> _GIVEN PROBLEM A_
Return the stretch of the Song Painter album page from "Song Painter is" through "arrangements and conducting.", copied word for word.
> _GIVEN PROBLEM B_
Count the lines of the records that contain the string "rear", treating uppercase and lowercase as different, and reply with the number alone.
-------- TEXT SHOWN --------
Studio album by Mac Davis
- Released: May 10, 1970
- Recorded: January – April 1970
- Studio: Ardent Studios, Memphis, Tennessee
- Genre: Country Pop
- Length: 39:12
- Label: Columbia
- Producer: Jimmy Bowen, Jerry Fuller

Mac Davis chronology
|  | Song Painter (1970) | I Believe in Music (1971) |

Alternative cover
- Reissue cover

= Song Painter =

Song Painter is the debut album by singer-songwriter and actor Mac Davis, released in 1970. It was arranged and conducted by Artie Butler. The tracks "Whoever Finds This, I Love You" and "Half and Half" (the latter with the subtitle "Song for Sarah") would later reappear on Davis' 1972 album Baby Don't Get Hooked on Me. Artie Butler was credited for arrangements and conducting.

== Track list ==
All tracks written by Mac Davis, except where noted.
-------- THE INPUT --------
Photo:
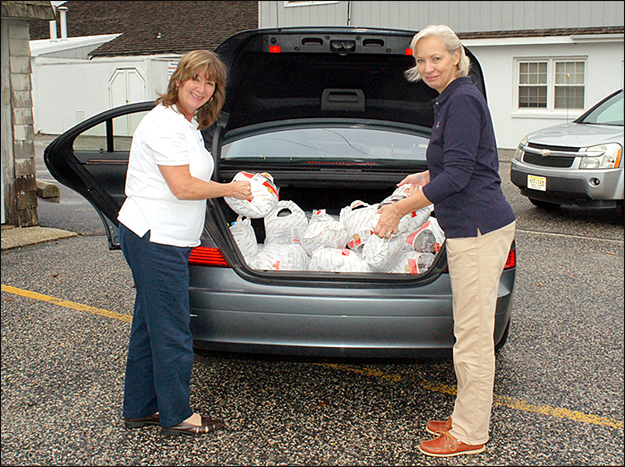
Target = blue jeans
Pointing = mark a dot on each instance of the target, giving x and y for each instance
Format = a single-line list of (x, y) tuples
[(160, 352)]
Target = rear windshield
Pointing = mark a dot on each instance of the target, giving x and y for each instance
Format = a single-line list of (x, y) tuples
[(609, 112), (329, 144)]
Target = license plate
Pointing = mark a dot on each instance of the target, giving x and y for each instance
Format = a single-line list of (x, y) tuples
[(536, 183)]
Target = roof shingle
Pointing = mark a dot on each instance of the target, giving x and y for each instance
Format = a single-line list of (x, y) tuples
[(154, 28)]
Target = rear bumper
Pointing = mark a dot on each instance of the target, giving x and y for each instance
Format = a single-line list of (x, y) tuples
[(334, 322)]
--------
> _REPLY A_
Song Painter is the debut album by singer-songwriter and actor Mac Davis, released in 1970. It was arranged and conducted by Artie Butler. The tracks "Whoever Finds This, I Love You" and "Half and Half" (the latter with the subtitle "Song for Sarah") would later reappear on Davis' 1972 album Baby Don't Get Hooked on Me. Artie Butler was credited for arrangements and conducting.

> _REPLY B_
2